## START Text segment

A loyal Islanders dabbler makes one last pilgrimage.

A loyal Islanders dabbler makes one last pilgrimage.

True. Over the years, I’ve become reluctant to identify myself as “an Islanders fan” or “a Nets fan” or “a Giants fan,” no matter that those are my favorite franchises in their given endeavors, because I call myself a Mets fan and I know what goes into that. Let’s just say I’m a Mets fan who likes those teams, too, mostly on television. 2014 was the first year I was fortunate enough to see all of them in their respective buildings. When cheering for the Nets at Barclays Center, the Giants at MetLife Stadium and the Islanders at Nassau Coliseum, I was legitimately part of the “we,” but still felt like a bit of a guest. These are other people’s habitats and I consciously respected their folkways. At Citi Field, despite its insistence on not being Shea Stadium, I’m in my habitat. I have my own ways.

## END Text segment
## START Data

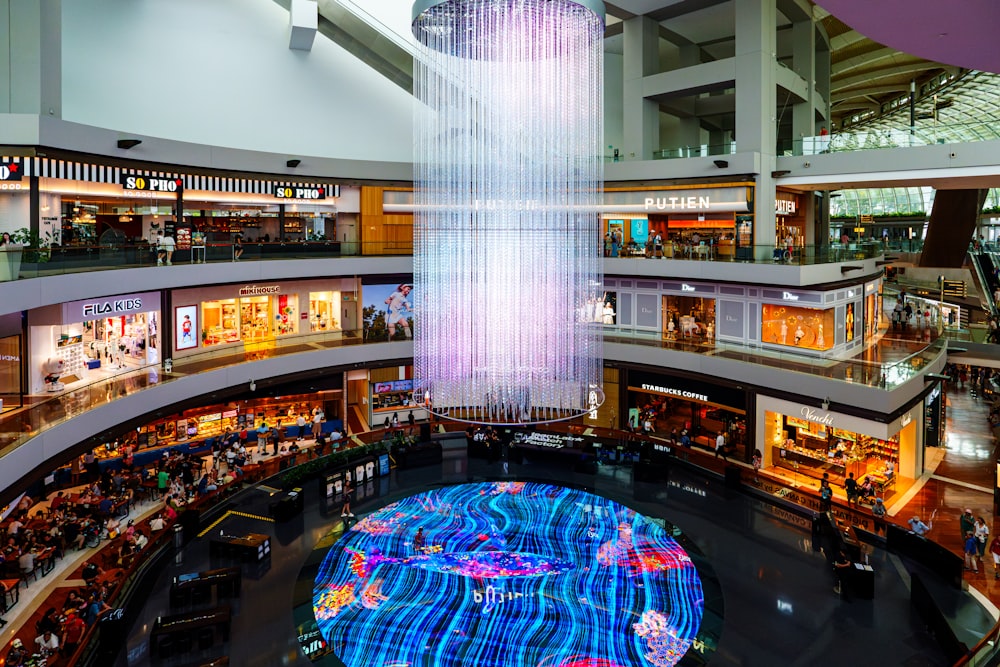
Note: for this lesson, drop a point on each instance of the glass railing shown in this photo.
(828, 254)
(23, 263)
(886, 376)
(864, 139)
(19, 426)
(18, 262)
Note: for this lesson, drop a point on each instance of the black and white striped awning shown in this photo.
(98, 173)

## END Data
## START Data

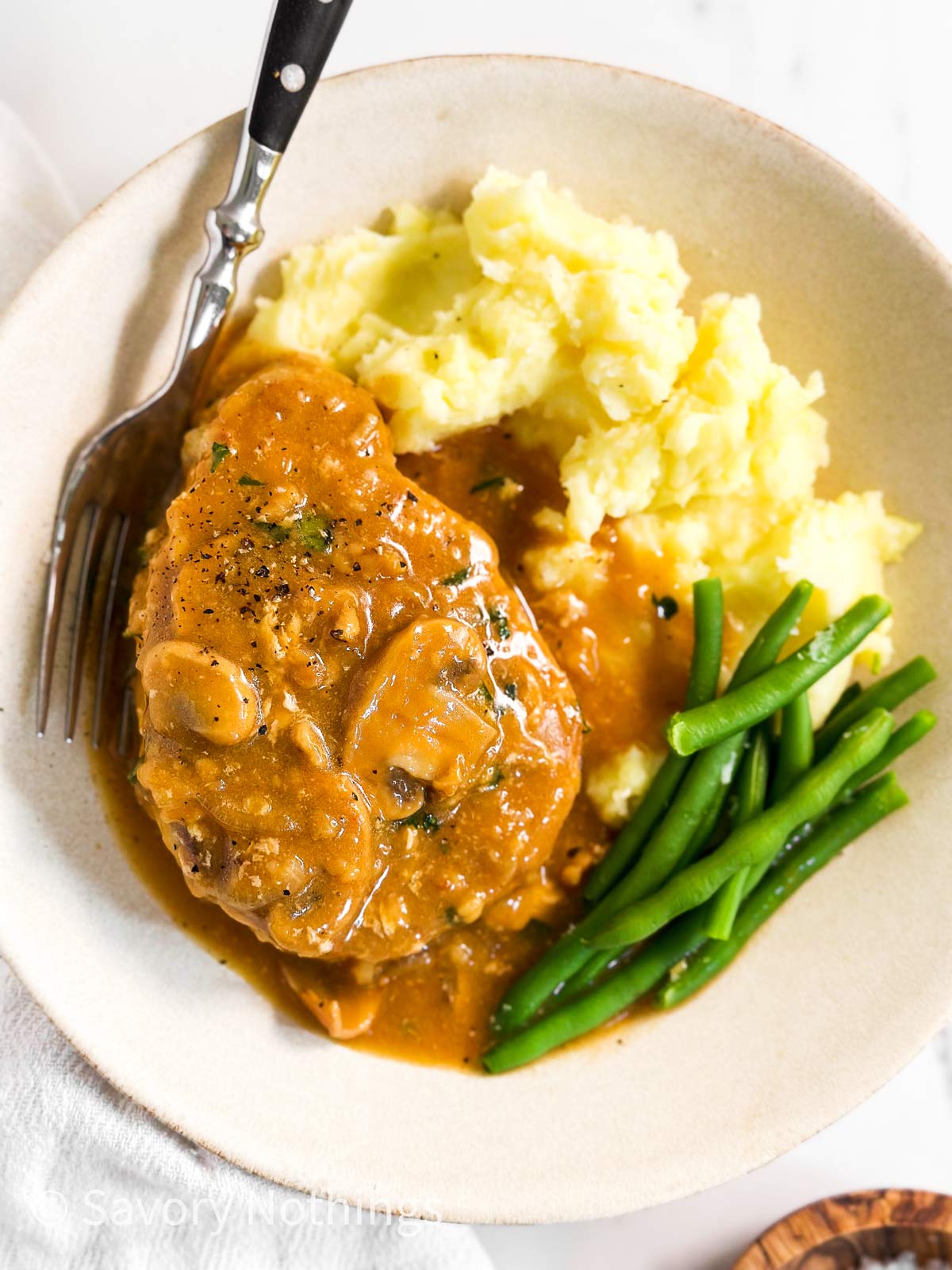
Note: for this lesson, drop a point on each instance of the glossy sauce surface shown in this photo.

## END Data

- Request A -
Retype the passage on sports fandom word for word, from "True. Over the" to "my own ways.".
- Request B -
According to the passage on sports fandom, what was the first year the writer saw all of those favorite teams in their respective buildings?
- Request C -
Carry on the passage on sports fandom from where it stops.

- Exercise response A -
True. Over the years, I’ve become reluctant to identify myself as “an Islanders fan” or “a Nets fan” or “a Giants fan,” no matter that those are my favorite franchises in their given endeavors, because I call myself a Mets fan and I know what goes into that. Let’s just say I’m a Mets fan who likes those teams, too, mostly on television. 2014 was the first year I was fortunate enough to see all of them in their respective buildings. When cheering for the Nets at Barclays Center, the Giants at MetLife Stadium and the Islanders at Nassau Coliseum, I was legitimately part of the “we,” but still felt like a bit of a guest. These are other people’s habitats and I consciously respected their folkways. At Citi Field, despite its insistence on not being Shea Stadium, I’m in my habitat. I have my own ways.

- Exercise response B -
2014

- Exercise response C -
When my second and Stephanie’s first Islanders game was over, we took our time departing 309. We snapped a few pictures, soaked in all the championship banners, then regained our bearings and visited the team store. We were intentionally pokey partly to let the arena and the lot clear out and partly because I wasn’t in the mood to abruptly sever my relationship with either the cheerful afternoon or the allegedly old barn. Though I briefly envisioned constructing a winter in which I garnered the confidence to make the four-mile trek on a few non-rainy weeknights — because, y’know, I’m so into the Islanders — I knew I wouldn’t. I knew this would be it. A year from now, the team will be situated two counties west in a facility that I find promising for basketball but was by no means designed for hockey (though I can’t complain about its accessibility by train). The building we were in, the only one the team and its community have ever known, will attempt to schedule other attractions once the skates and sticks are loaded up and shipped to Brooklyn. Maybe we’ll come back for Ice Capades. Probably not.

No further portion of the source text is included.